■ **Objective**:
Below is a listing; write it out exactly and drop any images from it.

====

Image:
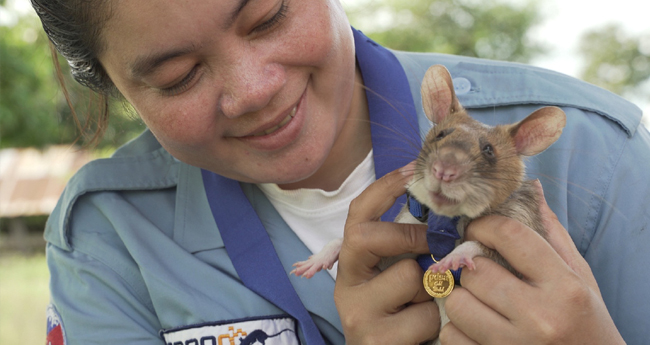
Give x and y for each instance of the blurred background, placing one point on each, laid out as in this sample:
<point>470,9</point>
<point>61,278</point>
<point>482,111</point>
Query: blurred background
<point>604,43</point>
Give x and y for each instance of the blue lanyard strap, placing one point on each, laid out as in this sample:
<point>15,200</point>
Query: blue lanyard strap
<point>252,253</point>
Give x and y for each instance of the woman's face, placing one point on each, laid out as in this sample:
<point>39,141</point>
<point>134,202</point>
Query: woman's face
<point>255,90</point>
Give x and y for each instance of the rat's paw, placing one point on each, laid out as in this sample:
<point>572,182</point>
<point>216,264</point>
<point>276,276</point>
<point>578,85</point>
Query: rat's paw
<point>308,268</point>
<point>461,256</point>
<point>324,259</point>
<point>453,262</point>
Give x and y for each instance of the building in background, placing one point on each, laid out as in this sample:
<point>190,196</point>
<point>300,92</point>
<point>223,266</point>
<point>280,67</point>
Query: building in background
<point>31,182</point>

====

■ **Complete output**:
Image:
Give x and y for each instance of the blurred background, placing one point on each, laid out as in this sample:
<point>470,9</point>
<point>61,278</point>
<point>482,111</point>
Query: blurred background
<point>604,43</point>
Give x and y for each instance of the blue lanyard strap, placing one point on each, laid out as in this sample:
<point>15,200</point>
Query: blue lanyard strap
<point>252,253</point>
Give x and y for each instance of the woman's face, placing one point on each, laid out as in this sample:
<point>39,141</point>
<point>134,202</point>
Query: woman's face
<point>255,90</point>
Give x and y for each instance of the rat's paw, placing one point on each, laid out as in this sample:
<point>572,182</point>
<point>216,264</point>
<point>276,276</point>
<point>578,85</point>
Query: rat's paw
<point>308,268</point>
<point>461,256</point>
<point>324,259</point>
<point>453,262</point>
Give x and y for each instance of the building in background, placing one point on each, laid out as in this sample:
<point>190,196</point>
<point>300,92</point>
<point>223,266</point>
<point>280,67</point>
Query: building in background
<point>31,182</point>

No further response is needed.